----- Text block -----

Overland
Mail Company aka
Butterfield Overland Stage Company and/or
Butterfield Overland Mail Company
Prelude
The need for mail service to California began
almost immediately after the discovery
of gold in 1848. By Christmas of that year,
steamships were carrying mail from New York to
California via the Isthmus of Panama. When the
ships reached Panama, the mail was taken off and
transported in canoes or on pack animals to the
Pacific coast. Another steamship collected the
mail on the Pacific side and headed north. It
could take months for a letter to make its way
from the East Coast to California (and vice
versa), and it was not uncommon for a prospector
to have already returned east before his letter
telling his family that he had arrived in
California safely had even made it across the
Isthmus of Panama. In about 1850, Congress
authorized four mail routes that linked the new
settlers in California with the rest of the
nation over land.
First Overland Routes
The first overland mail service to California
came by way of Salt Lake City. In the spring of
1851, Absalom Woodward and George Chorpenning
agreed to carry mail from Salt Lake City to
Sacramento. (Mail had been carried between
Independence, Missouri, and Salt Lake City since
the previous year.) For $14,000 a year Woodward
and Chorpenning agreed to leave from each end of
the route once a month and complete the trip in
30 days. The men were beset with problems almost
from the start, including the death of Woodward
sometime in 1851 or 1852, probably at the hands
of Indians. Despite complaints about the service,
Chorpenning managed to get his contract extended,
and by the end of 1858 he was making weekly trips
between Salt Lake City and Placerville,
California (the new western terminus).
Second Overland
Route
In 1857, the Post Office Department contracted
with James Birch, the former president of the
successful California Stage Company, for twice a
month service between San Antonio, Texas, and San
Diego, California. (Mail arrived at San Antonio
from the East by way of New Orleans.) The first
mail left San Antonio on July 9, 1857, and, after
many difficulties with mules, finally arrived in
San Diego on September 8. Birch was on a
steamship bound for New York City when his first
contract run was completed, leaving his mail
carriers unpaid. On September 12, the U.S. Mail
steamship Central America, on which
Birch had been traveling, sank off the coast of
the Carolinas. Birch did not survive, and his
contract was subsequently awarded to another
carrier. Although Birch's service was
short-lived, much of the route he established
became an integral part of what became the
Overland Mail Company.
The Overland Mail Company
On April 20, 1857, the Post Office Department
advertised for bids for an overland mail service
from the Mississippi River to San Francisco.

-----

- _Written exercise 1_: Tally the lines in the rows below that contain the string "plant", and give only the number.

----- Extracted material -----

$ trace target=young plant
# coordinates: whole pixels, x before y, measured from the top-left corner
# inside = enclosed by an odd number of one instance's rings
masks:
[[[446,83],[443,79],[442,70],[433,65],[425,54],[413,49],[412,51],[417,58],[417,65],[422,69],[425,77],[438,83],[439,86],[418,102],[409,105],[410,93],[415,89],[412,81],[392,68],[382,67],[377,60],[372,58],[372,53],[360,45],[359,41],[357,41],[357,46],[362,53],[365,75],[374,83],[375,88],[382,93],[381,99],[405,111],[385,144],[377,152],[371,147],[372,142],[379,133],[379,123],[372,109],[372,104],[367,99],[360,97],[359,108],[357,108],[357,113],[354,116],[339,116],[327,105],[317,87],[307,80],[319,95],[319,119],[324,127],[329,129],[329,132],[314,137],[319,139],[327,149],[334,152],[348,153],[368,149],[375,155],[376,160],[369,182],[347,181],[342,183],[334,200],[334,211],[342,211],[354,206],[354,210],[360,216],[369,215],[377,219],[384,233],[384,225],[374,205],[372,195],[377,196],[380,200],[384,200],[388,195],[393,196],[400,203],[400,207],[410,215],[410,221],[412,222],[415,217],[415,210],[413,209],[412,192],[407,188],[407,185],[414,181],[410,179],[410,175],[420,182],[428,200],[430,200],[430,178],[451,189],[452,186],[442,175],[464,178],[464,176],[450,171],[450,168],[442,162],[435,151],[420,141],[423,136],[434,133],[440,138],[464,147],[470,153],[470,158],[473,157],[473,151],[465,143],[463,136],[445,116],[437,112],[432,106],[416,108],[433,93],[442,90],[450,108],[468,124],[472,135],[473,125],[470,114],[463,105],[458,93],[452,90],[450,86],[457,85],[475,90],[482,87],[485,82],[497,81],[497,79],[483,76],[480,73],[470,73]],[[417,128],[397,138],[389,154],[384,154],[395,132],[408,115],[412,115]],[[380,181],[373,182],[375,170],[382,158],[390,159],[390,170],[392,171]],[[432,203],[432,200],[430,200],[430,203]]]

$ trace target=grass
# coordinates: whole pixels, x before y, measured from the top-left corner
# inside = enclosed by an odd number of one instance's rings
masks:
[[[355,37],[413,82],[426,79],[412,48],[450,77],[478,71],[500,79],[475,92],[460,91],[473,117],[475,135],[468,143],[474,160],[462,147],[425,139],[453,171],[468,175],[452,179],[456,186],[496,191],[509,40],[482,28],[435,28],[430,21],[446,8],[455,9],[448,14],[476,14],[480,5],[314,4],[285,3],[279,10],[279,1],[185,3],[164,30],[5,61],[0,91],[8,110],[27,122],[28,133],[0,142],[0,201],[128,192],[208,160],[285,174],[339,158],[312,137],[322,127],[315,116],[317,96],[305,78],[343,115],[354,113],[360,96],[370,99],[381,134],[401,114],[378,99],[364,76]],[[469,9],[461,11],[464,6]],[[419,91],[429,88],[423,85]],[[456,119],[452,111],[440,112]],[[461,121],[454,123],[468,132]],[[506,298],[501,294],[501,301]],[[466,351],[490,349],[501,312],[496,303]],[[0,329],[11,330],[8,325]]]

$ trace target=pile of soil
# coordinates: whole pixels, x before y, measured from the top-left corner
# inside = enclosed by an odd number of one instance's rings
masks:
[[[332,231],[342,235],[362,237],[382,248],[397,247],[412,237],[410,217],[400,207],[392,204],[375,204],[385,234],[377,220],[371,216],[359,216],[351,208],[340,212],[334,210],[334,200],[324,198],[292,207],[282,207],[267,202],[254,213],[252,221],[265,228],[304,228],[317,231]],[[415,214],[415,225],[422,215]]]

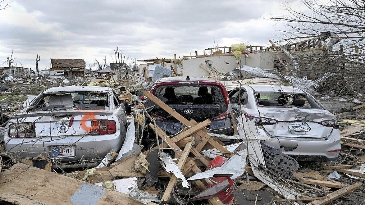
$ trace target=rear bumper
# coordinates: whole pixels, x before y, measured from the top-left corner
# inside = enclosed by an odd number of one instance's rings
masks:
[[[184,125],[180,123],[157,121],[156,124],[164,131],[172,135],[177,133],[185,127]],[[207,127],[213,130],[208,129],[209,132],[232,135],[234,133],[233,128],[232,127],[231,119],[226,118],[220,120],[212,121],[210,125]]]
[[[268,136],[262,129],[258,129],[259,134]],[[339,130],[334,129],[325,138],[271,138],[272,140],[265,143],[277,149],[298,161],[327,161],[337,159],[341,150]]]
[[[118,151],[121,146],[122,138],[119,134],[86,136],[69,136],[66,138],[45,137],[42,138],[11,138],[5,137],[5,148],[7,152],[16,158],[34,157],[45,154],[53,158],[51,147],[73,145],[74,156],[57,158],[62,162],[80,159],[102,159],[112,150]]]

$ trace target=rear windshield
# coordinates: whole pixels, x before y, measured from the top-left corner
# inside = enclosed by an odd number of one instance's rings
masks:
[[[169,86],[157,88],[156,96],[168,105],[216,105],[223,101],[223,95],[216,86]]]
[[[258,107],[292,106],[304,108],[323,109],[313,98],[305,94],[282,92],[254,93]]]
[[[108,106],[105,92],[70,92],[47,93],[35,102],[33,111],[53,109],[105,109]]]

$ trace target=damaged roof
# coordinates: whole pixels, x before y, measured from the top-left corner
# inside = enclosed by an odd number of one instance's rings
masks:
[[[57,68],[81,68],[85,67],[84,59],[62,59],[51,58],[52,69]]]
[[[301,89],[291,86],[274,85],[248,85],[257,92],[284,92],[305,94]],[[279,90],[280,91],[279,91]]]

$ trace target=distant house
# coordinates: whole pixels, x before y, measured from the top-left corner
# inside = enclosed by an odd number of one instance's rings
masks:
[[[83,59],[51,58],[51,63],[50,78],[60,79],[85,75],[85,61]]]
[[[8,73],[19,77],[30,76],[35,74],[35,72],[31,69],[21,67],[4,67],[0,68],[1,73]]]
[[[108,76],[111,73],[116,76],[117,78],[120,78],[123,76],[132,74],[133,70],[126,63],[110,63],[110,66],[109,67],[99,70],[96,72],[98,76]]]

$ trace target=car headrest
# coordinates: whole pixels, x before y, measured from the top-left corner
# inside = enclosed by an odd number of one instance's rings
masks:
[[[168,87],[165,89],[165,93],[164,94],[164,96],[165,95],[172,95],[174,94],[175,90],[172,87]]]
[[[304,100],[296,99],[293,101],[293,105],[297,106],[303,106],[306,103]]]
[[[198,95],[203,96],[208,93],[208,88],[206,87],[200,87],[198,91]]]

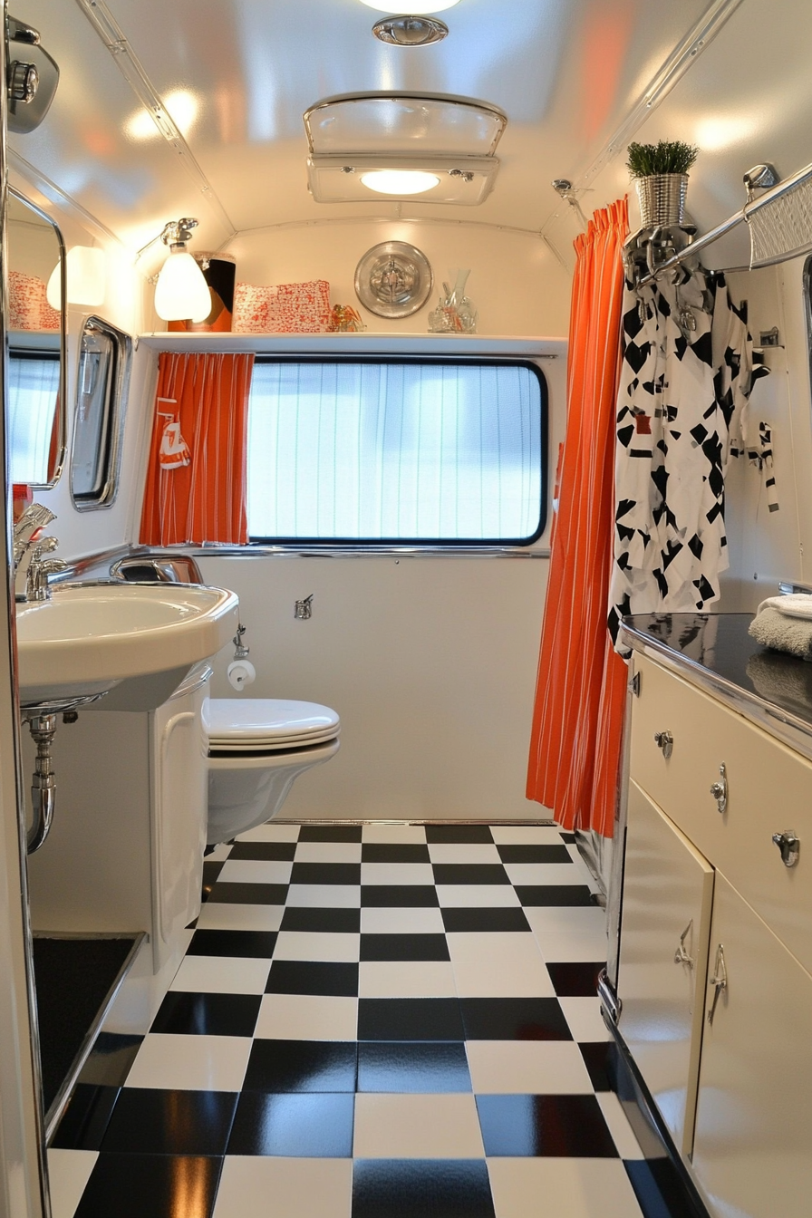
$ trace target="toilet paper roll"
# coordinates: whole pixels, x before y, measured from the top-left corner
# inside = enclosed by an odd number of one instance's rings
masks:
[[[229,685],[235,689],[245,689],[257,680],[257,670],[250,660],[233,660],[226,672]]]

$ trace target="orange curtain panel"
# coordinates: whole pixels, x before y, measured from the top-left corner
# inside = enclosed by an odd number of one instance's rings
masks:
[[[527,798],[611,837],[626,665],[606,628],[615,518],[626,200],[575,242],[567,429],[542,628]]]
[[[252,369],[253,356],[159,356],[141,544],[248,540]]]

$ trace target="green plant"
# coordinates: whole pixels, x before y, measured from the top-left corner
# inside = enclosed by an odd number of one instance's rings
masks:
[[[632,178],[650,178],[655,173],[688,173],[698,152],[698,147],[683,140],[629,144],[626,168]]]

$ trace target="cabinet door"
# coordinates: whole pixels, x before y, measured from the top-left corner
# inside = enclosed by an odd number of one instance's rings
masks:
[[[689,1155],[713,868],[629,782],[620,1030],[674,1145]]]
[[[700,1188],[719,1218],[808,1218],[812,977],[718,872],[707,1012],[717,976],[727,987],[704,1024],[694,1142]]]

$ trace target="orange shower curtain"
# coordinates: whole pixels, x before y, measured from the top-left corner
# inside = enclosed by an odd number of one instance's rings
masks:
[[[626,200],[575,242],[567,430],[542,628],[527,798],[611,837],[626,665],[606,630],[615,518]]]
[[[252,369],[252,354],[159,356],[141,544],[248,540]]]

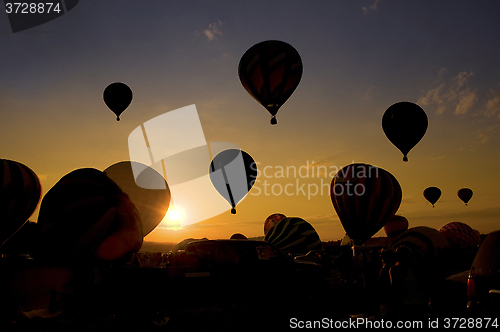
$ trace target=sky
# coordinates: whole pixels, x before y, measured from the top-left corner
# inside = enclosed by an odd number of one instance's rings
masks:
[[[327,186],[353,162],[397,178],[410,227],[459,221],[488,233],[500,228],[499,12],[498,1],[89,0],[12,33],[2,11],[0,158],[29,166],[45,194],[72,170],[129,160],[135,128],[195,104],[206,141],[237,144],[259,177],[237,214],[184,228],[165,219],[145,241],[263,236],[277,212],[341,239]],[[238,78],[245,51],[271,39],[295,47],[304,68],[276,126]],[[112,82],[134,94],[119,122],[102,99]],[[381,126],[399,101],[429,121],[408,162]],[[313,176],[318,166],[328,171]],[[287,168],[310,172],[279,173]],[[291,195],[279,192],[287,184]],[[434,208],[429,186],[442,191]]]

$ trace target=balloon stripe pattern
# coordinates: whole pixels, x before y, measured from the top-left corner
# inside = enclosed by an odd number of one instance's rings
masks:
[[[389,172],[351,164],[332,179],[330,195],[344,230],[357,244],[378,232],[401,204],[402,192]]]
[[[265,241],[295,255],[322,248],[321,240],[314,227],[297,217],[285,218],[276,223],[267,232]]]
[[[299,85],[302,60],[293,46],[268,40],[245,52],[238,74],[245,90],[275,116]]]
[[[0,159],[0,172],[0,244],[3,244],[33,214],[42,188],[35,172],[16,161]]]

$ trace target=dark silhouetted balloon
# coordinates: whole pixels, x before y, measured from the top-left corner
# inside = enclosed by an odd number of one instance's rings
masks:
[[[424,190],[424,197],[429,201],[429,203],[432,204],[432,207],[434,207],[434,204],[436,204],[439,197],[441,197],[441,189],[439,189],[438,187],[426,188]]]
[[[401,233],[408,229],[408,220],[403,216],[394,215],[387,220],[384,225],[384,231],[387,237],[394,241]]]
[[[467,203],[469,203],[470,199],[472,198],[472,190],[470,190],[469,188],[462,188],[458,191],[457,195],[458,198],[460,198],[462,202],[467,205]]]
[[[66,174],[45,194],[38,224],[38,254],[57,262],[111,262],[142,246],[142,223],[134,204],[93,168]]]
[[[28,166],[0,159],[0,245],[20,229],[33,214],[42,188]]]
[[[302,218],[285,218],[267,232],[265,241],[293,255],[321,250],[322,244],[314,227]]]
[[[299,85],[302,60],[290,44],[267,40],[243,54],[238,75],[245,90],[271,113],[271,124],[276,124],[276,113]]]
[[[120,121],[120,114],[132,102],[132,90],[125,83],[111,83],[104,89],[102,98],[109,109],[116,114],[116,121]]]
[[[273,213],[269,217],[266,218],[266,221],[264,222],[264,235],[269,232],[271,228],[281,220],[285,219],[286,216],[282,213]]]
[[[396,213],[402,192],[396,178],[386,170],[351,164],[333,177],[330,197],[347,235],[362,244]]]
[[[407,101],[391,105],[382,117],[384,133],[401,151],[403,161],[408,161],[408,153],[424,137],[427,125],[425,111]]]
[[[210,163],[210,181],[215,189],[231,204],[236,204],[252,189],[257,178],[257,164],[245,151],[228,149],[217,154]]]
[[[170,189],[165,178],[153,168],[135,161],[111,165],[104,174],[130,197],[141,215],[143,236],[148,235],[163,220],[170,205]]]

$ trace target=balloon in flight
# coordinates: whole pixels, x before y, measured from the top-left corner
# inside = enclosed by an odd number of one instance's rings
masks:
[[[321,240],[314,227],[302,218],[285,218],[267,232],[265,241],[278,249],[294,255],[306,254],[322,248]]]
[[[351,164],[332,179],[330,198],[347,235],[362,244],[398,210],[402,192],[396,178],[368,164]]]
[[[132,90],[125,83],[111,83],[104,89],[102,98],[109,109],[116,114],[116,121],[120,121],[120,115],[132,102]]]
[[[417,104],[402,101],[391,105],[382,117],[382,128],[387,138],[408,161],[408,153],[427,131],[427,114]]]
[[[56,262],[112,262],[142,246],[139,212],[113,180],[94,168],[63,176],[42,199],[38,224],[38,254]]]
[[[302,70],[302,60],[293,46],[267,40],[243,54],[238,75],[245,90],[271,113],[271,124],[276,124],[276,114],[299,85]]]
[[[281,220],[285,219],[286,216],[282,213],[273,213],[269,217],[266,218],[264,222],[264,235],[269,232],[271,228]]]
[[[143,236],[148,235],[163,220],[170,205],[170,189],[165,178],[135,161],[111,165],[104,174],[130,197],[141,215]]]
[[[472,198],[472,190],[469,188],[462,188],[457,192],[458,198],[467,205]]]
[[[219,194],[231,204],[231,213],[236,213],[236,204],[252,189],[257,178],[257,164],[240,149],[219,152],[210,163],[210,181]]]
[[[31,168],[0,159],[0,245],[28,221],[41,196],[40,180]]]
[[[434,207],[434,204],[436,204],[439,197],[441,197],[441,189],[438,187],[428,187],[424,190],[424,197],[432,204],[432,207]]]

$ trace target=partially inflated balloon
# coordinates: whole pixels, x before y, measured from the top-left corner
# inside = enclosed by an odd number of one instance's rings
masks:
[[[245,151],[228,149],[217,154],[210,163],[210,181],[215,189],[231,204],[236,204],[252,189],[257,178],[257,164]]]
[[[41,195],[40,180],[28,166],[0,159],[0,245],[24,225]]]
[[[439,189],[438,187],[426,188],[424,190],[424,197],[429,201],[429,203],[432,204],[432,207],[434,207],[434,204],[436,204],[439,197],[441,197],[441,189]]]
[[[286,216],[282,213],[273,213],[269,217],[266,218],[266,221],[264,222],[264,235],[269,232],[271,228],[281,220],[285,219]]]
[[[470,190],[469,188],[462,188],[458,191],[457,195],[462,200],[462,202],[467,205],[467,203],[469,203],[470,199],[472,198],[472,190]]]
[[[407,154],[424,137],[427,131],[427,114],[418,105],[402,101],[390,106],[382,117],[382,128],[387,138],[403,154]]]
[[[141,215],[143,235],[148,235],[163,220],[170,204],[165,178],[153,168],[135,161],[111,165],[104,174],[130,197]],[[138,174],[137,178],[134,174]]]
[[[272,115],[290,98],[302,77],[302,60],[288,43],[268,40],[248,49],[238,66],[241,84]]]
[[[93,168],[66,174],[45,194],[38,224],[38,253],[49,260],[110,262],[142,246],[134,204],[113,180]]]
[[[294,255],[321,250],[322,244],[314,227],[302,218],[292,217],[279,221],[267,232],[265,241]]]
[[[116,121],[120,121],[120,114],[132,102],[132,90],[125,83],[111,83],[104,89],[102,98],[109,109],[116,114]]]
[[[330,197],[347,235],[362,244],[396,213],[402,192],[396,178],[386,170],[351,164],[333,177]]]

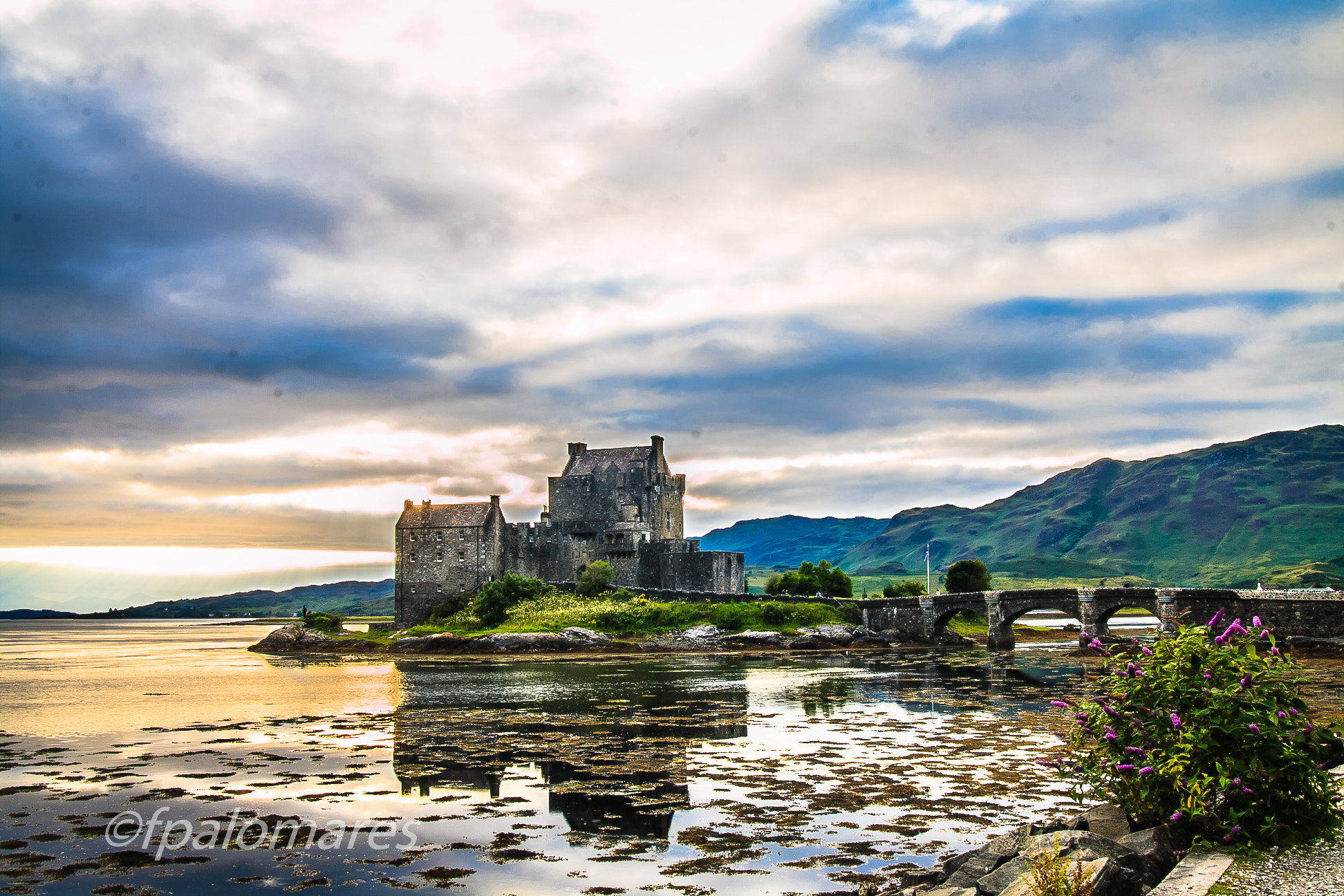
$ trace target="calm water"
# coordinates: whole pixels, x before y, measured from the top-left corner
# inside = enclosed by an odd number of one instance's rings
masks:
[[[1063,727],[1050,700],[1082,689],[1068,641],[992,658],[247,653],[269,629],[0,629],[12,892],[853,891],[1066,803],[1036,760]],[[105,840],[118,813],[160,809],[183,849]],[[297,848],[261,837],[302,819]],[[230,822],[253,825],[242,849],[207,836]]]

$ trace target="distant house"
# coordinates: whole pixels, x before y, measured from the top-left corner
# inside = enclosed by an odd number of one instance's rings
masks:
[[[507,523],[488,502],[407,501],[396,521],[396,622],[425,619],[446,595],[469,592],[504,572],[573,582],[594,560],[628,588],[746,591],[742,553],[700,551],[683,537],[685,477],[673,474],[663,438],[593,449],[571,442],[570,459],[547,481],[539,523]]]

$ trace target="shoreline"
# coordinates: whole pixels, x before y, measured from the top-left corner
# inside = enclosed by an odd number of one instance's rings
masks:
[[[1024,641],[1077,649],[1073,637],[1054,633],[1023,633]],[[591,629],[571,626],[563,631],[495,631],[478,635],[437,633],[410,635],[390,642],[360,637],[333,637],[302,623],[280,626],[257,643],[251,653],[266,656],[358,656],[358,657],[641,657],[665,654],[796,654],[832,652],[927,650],[931,647],[982,647],[985,638],[948,633],[939,641],[911,641],[902,633],[874,633],[863,626],[827,623],[798,629],[797,635],[777,631],[724,633],[715,626],[695,626],[653,637],[620,638]]]

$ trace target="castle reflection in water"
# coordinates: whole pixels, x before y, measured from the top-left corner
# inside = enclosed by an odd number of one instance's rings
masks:
[[[511,768],[531,766],[542,775],[548,810],[562,814],[570,830],[665,838],[673,813],[691,806],[687,747],[745,737],[746,688],[722,681],[726,686],[706,693],[703,670],[665,666],[632,682],[626,669],[617,697],[606,693],[613,688],[603,686],[610,672],[603,665],[564,672],[571,686],[543,688],[526,695],[538,697],[526,704],[476,700],[470,707],[425,705],[444,696],[433,693],[435,678],[446,684],[442,666],[406,676],[409,699],[392,716],[392,768],[402,793],[468,789],[495,799]]]

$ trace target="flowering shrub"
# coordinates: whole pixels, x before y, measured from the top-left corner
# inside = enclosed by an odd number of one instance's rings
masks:
[[[1099,696],[1054,701],[1077,721],[1063,766],[1075,798],[1227,844],[1336,825],[1325,758],[1339,723],[1312,723],[1298,693],[1306,678],[1259,618],[1224,627],[1222,615],[1152,647],[1133,641],[1102,668]],[[1098,639],[1091,647],[1111,656]]]

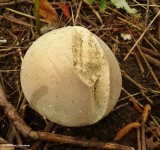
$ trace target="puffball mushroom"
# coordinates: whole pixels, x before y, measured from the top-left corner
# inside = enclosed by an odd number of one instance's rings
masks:
[[[115,106],[121,72],[110,48],[84,27],[56,29],[37,39],[21,66],[29,104],[63,126],[98,122]]]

-----

- _Written exercise 2_: List every person named in the Overland Mail text.

- _Correct answer 1_: 2

- _Correct answer 2_: Absalom Woodward, George Chorpenning, James Birch